• _Source_:
◇ ◇ ◇ ◇
From Giada De Laurentiis’ newest cookbook, Giada at Home: Family Recipes from Italy and California (Amazon link), I made this butternut squash soup tonight. Its been snowing and blowing all day, so this seemed like a great choice for such a gloomy, read a good book in bed all day, kind of day. Unfortunately, I did have to venture out to buy the sage but Horrocks is quite close and the snow was keeping the usual Sunday crowd away.
I received this cookbook as my prize for winning the Cookbooker challenge by reviewing recipes from a featured cookbook. This is the first thing I’ve made from it. I’m intrigued by some other dishes, especially the lobster risotto (because really, who wouldn’t want that!?!). I doubt I would have bought this book of my own volition simply because I tend to avoid the Food TV cookbooks even though I do like Giada’s show.
There are some recipes which definitely are more suited to spring but a soup like this is perfect for mid-December. I have been eager to make a pureed soup since ordering an immersion blender (thank you Kohl’s Cash!) a few weeks ago. An immersion blender has been on my ‘wish list’ for-EVER and I discovered that Kohl’s carries a recommended one with a more powerful motor than the cheapie available elsewhere.
◇ ◇ ◇ ◇
• _Written exercise 1_: In the soup post, how did the writer come to own the cookbook?
• _Written exercise 2_: Pick up the soup post after its final sentence and keep writing it.

(Entries from a pointing dataset)
◇ ◇ ◇ ◇
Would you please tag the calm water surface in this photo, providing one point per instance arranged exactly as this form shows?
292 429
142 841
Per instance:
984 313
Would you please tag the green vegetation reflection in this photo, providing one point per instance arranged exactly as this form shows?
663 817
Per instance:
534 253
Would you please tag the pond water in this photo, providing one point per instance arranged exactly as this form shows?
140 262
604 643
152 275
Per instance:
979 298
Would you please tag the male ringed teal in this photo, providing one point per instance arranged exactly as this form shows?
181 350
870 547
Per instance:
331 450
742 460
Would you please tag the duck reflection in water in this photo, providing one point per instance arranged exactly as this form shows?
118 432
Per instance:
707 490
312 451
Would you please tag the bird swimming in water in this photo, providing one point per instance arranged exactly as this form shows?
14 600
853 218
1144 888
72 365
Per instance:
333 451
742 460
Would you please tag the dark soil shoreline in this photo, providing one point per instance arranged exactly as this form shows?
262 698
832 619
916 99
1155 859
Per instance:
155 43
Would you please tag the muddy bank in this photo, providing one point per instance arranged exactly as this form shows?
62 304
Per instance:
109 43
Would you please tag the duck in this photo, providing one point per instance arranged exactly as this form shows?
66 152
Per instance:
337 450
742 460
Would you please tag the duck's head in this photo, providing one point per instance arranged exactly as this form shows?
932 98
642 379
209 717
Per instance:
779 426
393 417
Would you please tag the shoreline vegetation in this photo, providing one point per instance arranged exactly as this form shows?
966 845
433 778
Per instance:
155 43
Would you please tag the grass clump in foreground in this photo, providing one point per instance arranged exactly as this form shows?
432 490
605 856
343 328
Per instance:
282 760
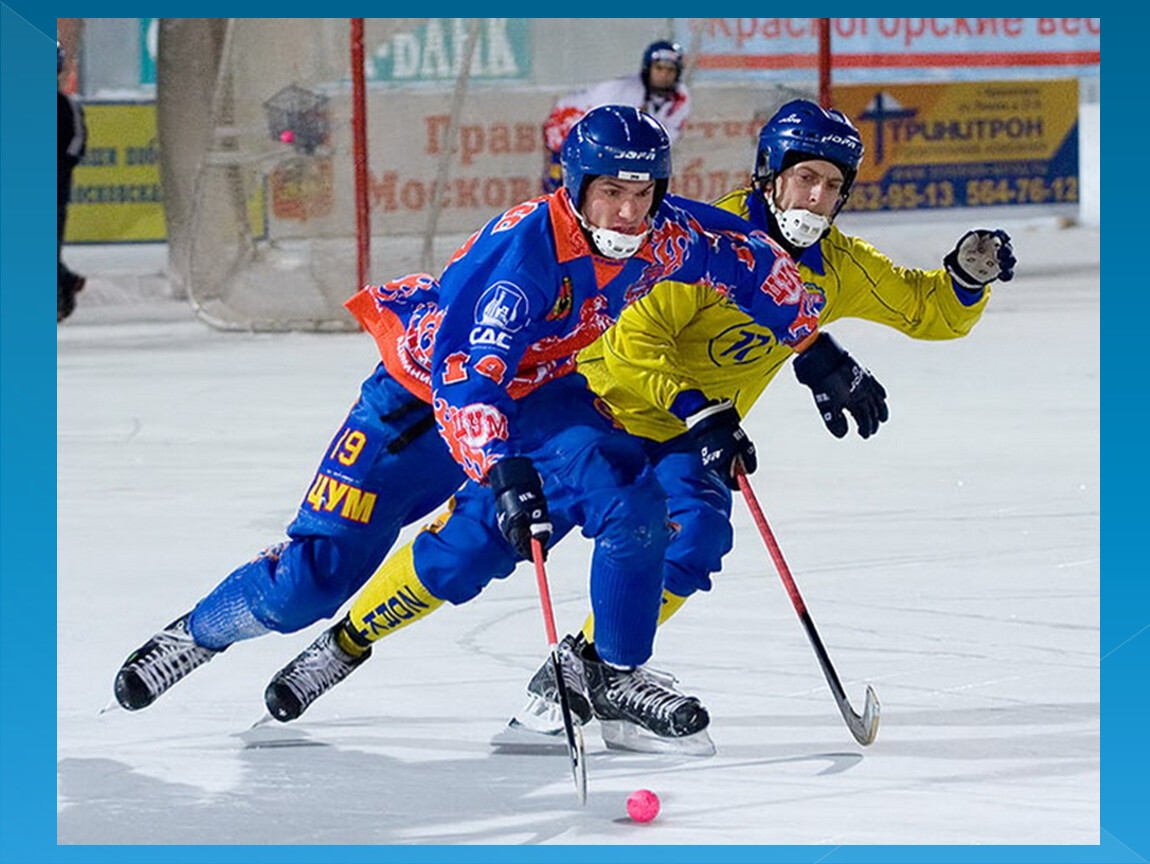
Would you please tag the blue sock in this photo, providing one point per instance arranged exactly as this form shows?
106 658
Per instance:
224 616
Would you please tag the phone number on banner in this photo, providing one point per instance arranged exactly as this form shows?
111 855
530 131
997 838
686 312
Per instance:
979 192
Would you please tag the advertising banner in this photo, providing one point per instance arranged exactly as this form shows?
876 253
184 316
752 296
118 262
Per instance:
964 145
886 50
116 189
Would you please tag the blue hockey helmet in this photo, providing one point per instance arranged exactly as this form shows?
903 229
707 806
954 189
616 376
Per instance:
615 140
662 51
804 130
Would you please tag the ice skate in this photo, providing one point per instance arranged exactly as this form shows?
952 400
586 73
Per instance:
321 666
641 710
541 718
158 664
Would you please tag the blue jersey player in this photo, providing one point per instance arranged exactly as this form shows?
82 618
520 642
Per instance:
485 354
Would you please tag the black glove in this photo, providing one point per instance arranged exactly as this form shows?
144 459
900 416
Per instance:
981 257
838 382
721 440
521 510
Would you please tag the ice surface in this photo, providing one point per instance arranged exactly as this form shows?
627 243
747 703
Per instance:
952 562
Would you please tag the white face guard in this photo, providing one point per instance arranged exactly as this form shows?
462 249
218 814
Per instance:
613 244
798 228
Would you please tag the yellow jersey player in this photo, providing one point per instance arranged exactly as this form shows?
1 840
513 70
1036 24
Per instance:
682 366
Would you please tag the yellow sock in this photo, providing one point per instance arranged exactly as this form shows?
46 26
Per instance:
392 598
671 604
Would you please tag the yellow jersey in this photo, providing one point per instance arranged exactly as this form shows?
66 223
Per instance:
687 337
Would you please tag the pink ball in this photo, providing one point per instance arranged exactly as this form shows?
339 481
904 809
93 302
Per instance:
643 805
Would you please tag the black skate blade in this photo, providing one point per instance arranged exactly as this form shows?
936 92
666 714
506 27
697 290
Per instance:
266 734
267 719
518 740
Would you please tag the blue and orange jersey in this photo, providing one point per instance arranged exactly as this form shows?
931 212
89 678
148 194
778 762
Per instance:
526 293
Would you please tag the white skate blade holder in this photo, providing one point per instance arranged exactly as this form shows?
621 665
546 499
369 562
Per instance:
623 735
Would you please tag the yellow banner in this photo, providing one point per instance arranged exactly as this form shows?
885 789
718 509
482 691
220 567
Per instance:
116 196
964 144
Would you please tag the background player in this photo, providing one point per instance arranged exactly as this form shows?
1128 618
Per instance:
656 89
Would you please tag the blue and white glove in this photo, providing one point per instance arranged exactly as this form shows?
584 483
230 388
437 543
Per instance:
979 258
840 383
521 510
721 440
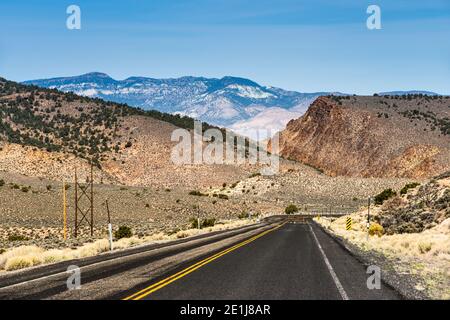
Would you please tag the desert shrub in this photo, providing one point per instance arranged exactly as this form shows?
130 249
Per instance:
123 232
409 186
208 223
243 215
424 247
203 223
16 263
291 209
194 223
16 237
384 195
196 193
376 229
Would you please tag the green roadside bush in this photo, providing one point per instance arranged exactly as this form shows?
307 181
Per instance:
291 209
409 186
123 232
380 198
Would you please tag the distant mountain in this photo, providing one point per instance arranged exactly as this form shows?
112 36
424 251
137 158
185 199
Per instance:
404 93
223 102
392 136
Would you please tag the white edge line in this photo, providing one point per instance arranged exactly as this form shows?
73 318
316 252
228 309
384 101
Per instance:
61 273
330 268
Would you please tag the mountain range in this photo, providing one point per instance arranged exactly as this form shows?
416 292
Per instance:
236 103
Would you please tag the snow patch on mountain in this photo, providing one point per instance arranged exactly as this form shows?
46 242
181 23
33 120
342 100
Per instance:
227 102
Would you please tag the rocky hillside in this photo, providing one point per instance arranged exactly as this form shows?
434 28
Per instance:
46 133
379 136
226 102
419 209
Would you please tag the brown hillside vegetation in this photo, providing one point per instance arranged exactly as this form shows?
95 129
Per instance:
46 134
388 136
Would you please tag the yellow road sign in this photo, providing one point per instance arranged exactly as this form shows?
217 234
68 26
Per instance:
348 224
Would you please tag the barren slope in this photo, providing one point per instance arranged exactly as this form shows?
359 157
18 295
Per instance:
372 136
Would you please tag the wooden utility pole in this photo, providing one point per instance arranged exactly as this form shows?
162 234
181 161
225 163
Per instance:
76 203
64 210
90 197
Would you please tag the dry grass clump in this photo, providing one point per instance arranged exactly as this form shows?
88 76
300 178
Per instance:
29 256
425 254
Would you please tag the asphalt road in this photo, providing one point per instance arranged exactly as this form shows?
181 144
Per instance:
292 262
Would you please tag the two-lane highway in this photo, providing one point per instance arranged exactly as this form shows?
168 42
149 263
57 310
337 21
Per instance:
293 261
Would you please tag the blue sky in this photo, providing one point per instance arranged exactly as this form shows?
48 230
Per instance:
320 45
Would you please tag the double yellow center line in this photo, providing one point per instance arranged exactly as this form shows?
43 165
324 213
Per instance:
161 284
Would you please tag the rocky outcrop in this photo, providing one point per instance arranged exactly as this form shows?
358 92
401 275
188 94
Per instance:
365 136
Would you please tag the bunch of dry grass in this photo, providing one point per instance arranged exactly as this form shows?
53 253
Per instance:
29 256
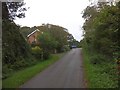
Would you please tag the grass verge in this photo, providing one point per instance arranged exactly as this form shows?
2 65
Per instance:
22 76
100 75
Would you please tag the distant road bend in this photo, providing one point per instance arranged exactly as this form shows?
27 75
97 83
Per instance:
65 73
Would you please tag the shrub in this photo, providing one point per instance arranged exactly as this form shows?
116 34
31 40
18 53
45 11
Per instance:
97 59
37 51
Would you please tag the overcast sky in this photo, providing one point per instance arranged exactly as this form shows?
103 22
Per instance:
65 13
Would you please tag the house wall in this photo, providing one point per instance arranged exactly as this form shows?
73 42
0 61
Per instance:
33 38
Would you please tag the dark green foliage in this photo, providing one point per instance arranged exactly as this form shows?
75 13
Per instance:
37 52
101 37
15 50
11 10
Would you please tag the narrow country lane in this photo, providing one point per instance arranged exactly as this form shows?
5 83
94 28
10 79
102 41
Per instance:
65 73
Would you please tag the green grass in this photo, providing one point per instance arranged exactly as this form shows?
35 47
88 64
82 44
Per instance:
98 76
22 76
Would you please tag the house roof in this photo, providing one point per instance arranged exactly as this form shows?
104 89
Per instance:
33 32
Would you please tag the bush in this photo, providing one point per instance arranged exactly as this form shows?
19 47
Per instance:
46 54
37 51
97 59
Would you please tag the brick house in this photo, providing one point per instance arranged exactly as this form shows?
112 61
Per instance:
32 37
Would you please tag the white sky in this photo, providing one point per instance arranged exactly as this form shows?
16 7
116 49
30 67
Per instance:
65 13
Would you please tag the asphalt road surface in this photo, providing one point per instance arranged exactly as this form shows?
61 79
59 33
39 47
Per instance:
65 73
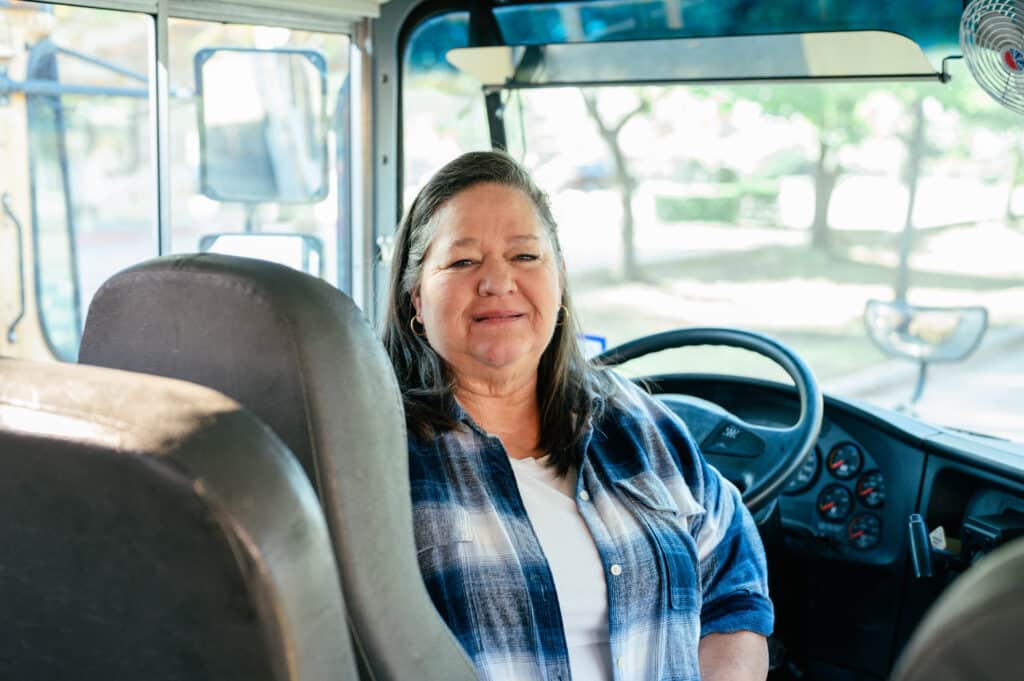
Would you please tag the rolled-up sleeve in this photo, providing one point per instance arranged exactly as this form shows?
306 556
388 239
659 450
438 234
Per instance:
733 569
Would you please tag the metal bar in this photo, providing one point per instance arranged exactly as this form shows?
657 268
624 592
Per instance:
56 89
103 64
160 112
11 329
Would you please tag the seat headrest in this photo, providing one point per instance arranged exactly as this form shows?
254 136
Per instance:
972 633
216 321
155 529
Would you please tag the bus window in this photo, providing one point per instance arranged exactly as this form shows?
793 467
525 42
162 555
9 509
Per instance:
782 207
79 179
80 110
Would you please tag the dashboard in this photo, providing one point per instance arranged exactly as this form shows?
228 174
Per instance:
848 585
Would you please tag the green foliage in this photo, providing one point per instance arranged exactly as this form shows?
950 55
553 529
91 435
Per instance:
697 209
726 204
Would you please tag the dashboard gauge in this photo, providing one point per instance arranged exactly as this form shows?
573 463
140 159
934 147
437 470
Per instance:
864 530
871 490
845 461
805 475
835 503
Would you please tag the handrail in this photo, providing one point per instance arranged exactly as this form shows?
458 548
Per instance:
11 330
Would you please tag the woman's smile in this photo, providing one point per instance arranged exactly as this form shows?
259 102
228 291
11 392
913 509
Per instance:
498 317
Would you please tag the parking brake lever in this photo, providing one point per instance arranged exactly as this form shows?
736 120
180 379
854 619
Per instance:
927 558
921 547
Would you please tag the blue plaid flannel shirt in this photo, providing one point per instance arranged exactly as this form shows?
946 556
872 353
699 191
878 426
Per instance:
681 554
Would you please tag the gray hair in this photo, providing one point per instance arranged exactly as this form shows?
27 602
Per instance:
567 384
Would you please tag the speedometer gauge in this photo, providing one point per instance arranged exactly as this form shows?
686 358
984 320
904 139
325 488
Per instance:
805 475
871 490
835 503
845 461
864 530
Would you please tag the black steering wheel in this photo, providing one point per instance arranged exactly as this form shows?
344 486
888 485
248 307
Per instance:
758 459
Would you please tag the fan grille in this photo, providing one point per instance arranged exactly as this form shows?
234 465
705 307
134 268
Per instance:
992 43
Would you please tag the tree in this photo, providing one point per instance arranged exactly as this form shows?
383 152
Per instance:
629 268
832 110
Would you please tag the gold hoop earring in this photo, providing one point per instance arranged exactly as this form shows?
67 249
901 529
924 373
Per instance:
563 315
412 326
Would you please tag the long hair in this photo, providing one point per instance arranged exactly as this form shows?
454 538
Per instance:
569 391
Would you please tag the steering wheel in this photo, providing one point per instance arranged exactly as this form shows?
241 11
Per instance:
758 459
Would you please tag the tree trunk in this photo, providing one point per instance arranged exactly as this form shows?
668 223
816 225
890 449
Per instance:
824 182
628 267
914 156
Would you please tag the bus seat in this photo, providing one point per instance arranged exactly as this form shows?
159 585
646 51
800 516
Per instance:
298 353
972 633
155 529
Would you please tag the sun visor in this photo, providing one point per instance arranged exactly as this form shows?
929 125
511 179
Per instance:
832 55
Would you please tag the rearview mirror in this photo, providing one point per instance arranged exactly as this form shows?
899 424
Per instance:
927 334
262 125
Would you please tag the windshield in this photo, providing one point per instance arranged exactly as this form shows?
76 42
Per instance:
779 208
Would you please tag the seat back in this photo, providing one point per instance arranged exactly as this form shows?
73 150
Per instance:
298 353
154 529
972 633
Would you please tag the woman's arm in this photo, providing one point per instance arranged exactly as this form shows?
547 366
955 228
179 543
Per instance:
736 656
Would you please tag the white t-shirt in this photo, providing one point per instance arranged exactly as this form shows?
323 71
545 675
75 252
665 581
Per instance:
574 563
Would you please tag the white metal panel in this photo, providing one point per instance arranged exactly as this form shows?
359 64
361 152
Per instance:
145 6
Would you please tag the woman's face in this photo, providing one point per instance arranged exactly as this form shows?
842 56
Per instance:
489 291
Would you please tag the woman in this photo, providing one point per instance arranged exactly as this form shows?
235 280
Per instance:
565 522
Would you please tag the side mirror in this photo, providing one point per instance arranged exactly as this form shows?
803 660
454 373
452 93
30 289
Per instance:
302 252
262 125
925 334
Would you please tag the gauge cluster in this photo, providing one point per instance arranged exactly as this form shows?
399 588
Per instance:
839 495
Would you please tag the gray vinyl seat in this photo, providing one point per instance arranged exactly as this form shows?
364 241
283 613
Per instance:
155 529
973 632
300 355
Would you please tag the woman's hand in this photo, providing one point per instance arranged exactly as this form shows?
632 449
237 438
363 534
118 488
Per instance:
737 656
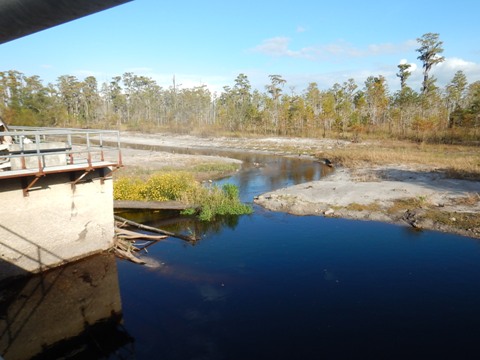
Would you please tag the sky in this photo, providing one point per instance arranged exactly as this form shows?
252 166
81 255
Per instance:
211 42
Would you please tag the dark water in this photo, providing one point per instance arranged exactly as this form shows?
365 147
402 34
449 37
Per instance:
276 286
269 286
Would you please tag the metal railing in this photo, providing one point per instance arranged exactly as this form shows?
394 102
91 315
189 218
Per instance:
40 149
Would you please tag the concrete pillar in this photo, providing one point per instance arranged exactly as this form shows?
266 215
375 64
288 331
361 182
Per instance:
55 223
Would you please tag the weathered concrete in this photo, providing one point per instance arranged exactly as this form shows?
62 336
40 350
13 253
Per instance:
42 311
55 223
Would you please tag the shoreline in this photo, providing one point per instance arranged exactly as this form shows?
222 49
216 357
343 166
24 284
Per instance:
414 195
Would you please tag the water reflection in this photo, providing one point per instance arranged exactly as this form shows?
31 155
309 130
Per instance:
71 311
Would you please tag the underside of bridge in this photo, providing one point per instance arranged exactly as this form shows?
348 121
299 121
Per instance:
19 18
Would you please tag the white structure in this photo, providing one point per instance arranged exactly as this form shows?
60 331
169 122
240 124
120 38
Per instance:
56 198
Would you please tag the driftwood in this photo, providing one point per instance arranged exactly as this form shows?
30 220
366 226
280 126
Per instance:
129 256
156 230
132 235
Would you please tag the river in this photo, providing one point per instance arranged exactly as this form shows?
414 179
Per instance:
276 286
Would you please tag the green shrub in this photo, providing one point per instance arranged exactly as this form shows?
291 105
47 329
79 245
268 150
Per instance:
181 186
128 189
168 186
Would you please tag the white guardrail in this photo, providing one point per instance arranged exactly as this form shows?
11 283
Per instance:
41 149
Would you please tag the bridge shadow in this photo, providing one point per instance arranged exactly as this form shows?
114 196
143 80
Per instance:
74 308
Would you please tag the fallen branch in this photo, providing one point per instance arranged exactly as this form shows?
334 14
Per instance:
129 256
156 230
132 235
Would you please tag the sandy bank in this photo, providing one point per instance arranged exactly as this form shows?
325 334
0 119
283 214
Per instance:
396 194
419 196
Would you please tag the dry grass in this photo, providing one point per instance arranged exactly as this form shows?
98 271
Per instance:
457 161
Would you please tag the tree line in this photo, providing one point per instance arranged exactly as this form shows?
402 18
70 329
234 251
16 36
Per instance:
346 109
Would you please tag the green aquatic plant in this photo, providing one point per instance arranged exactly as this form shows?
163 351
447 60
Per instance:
206 202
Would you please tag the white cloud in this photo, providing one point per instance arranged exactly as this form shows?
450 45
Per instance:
280 47
445 71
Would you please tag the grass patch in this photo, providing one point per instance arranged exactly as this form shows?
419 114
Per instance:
182 186
456 160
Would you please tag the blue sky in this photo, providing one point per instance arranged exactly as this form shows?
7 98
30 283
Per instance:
210 42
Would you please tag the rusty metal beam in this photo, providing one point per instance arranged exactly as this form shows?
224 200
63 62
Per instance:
19 18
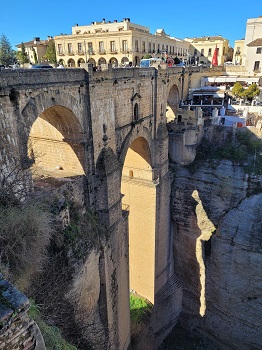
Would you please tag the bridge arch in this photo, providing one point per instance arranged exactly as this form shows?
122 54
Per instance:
54 135
138 192
172 103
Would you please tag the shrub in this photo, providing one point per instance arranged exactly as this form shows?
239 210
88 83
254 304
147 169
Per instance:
52 335
25 231
139 308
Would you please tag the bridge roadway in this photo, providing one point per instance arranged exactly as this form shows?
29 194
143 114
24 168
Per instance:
98 125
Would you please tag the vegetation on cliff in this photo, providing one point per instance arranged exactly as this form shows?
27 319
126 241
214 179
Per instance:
241 147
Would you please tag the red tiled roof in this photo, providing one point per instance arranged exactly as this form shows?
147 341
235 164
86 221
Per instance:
256 42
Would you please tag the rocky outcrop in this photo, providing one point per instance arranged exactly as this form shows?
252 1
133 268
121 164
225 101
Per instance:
217 225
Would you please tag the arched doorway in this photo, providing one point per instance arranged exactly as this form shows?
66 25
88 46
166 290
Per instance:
101 60
124 61
137 61
71 63
139 198
172 103
81 60
92 61
55 144
113 61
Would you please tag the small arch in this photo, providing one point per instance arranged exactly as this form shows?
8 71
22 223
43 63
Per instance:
92 61
61 61
81 60
137 61
71 63
124 61
113 61
136 112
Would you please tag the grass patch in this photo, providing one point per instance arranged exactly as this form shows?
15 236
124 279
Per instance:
245 150
52 335
139 308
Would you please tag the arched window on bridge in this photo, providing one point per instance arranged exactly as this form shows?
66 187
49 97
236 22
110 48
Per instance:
136 113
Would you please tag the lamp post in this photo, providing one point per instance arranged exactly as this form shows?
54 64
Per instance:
85 50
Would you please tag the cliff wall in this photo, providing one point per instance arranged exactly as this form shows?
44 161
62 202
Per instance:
217 225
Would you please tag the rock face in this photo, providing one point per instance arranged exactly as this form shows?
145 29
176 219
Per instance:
217 225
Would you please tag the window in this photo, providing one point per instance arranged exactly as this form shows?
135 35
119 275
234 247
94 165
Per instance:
◇ ◇ ◇ ◇
• _Reply 1_: The writer received it as a prize for winning the Cookbooker challenge by reviewing recipes from a featured cookbook.

• _Reply 2_:
This one is from Wolfgang Puck and came with a number of accessories I don’t really need but for the price (with the coupon) it didn’t really matter. I did notice that the casing on the motor section gets hot so as I use it, I’ll need to be mindful of that.
The soup is easy enough: onion, carrot and garlic sauteed in butter/olive oil then diced butternut squash added along with several cups of broth. Bring to a boil, add sage then cook 20 minutes or until veggies are soft enough to blend. We liked it though I did have to adjust the salt for more flavor boost- I didn’t use low-sodium broth so this surprised me but it wasn’t enough to make me worry about sodium. I do think I might make this in the future with oven-roasted squash. A little (or a lot) caramelization never hurts.
The recipe called for fontina cheese melted on baguette which I didn’t have and didn’t see at Horrocks so I just picked something that would melt and sounded good. In this case, it was Beeemster XO Gouda. The XO stands for extra old or aged. It is a harder cheese and nuttier than regular gouda but not smoked, as you can sometimes find gouda. Good on the bread, and yummy straight up too.
Between the fun of immersion blending and the cool new soup mugs I won at the charity auction (through work) last week, I see plenty more soups in my future.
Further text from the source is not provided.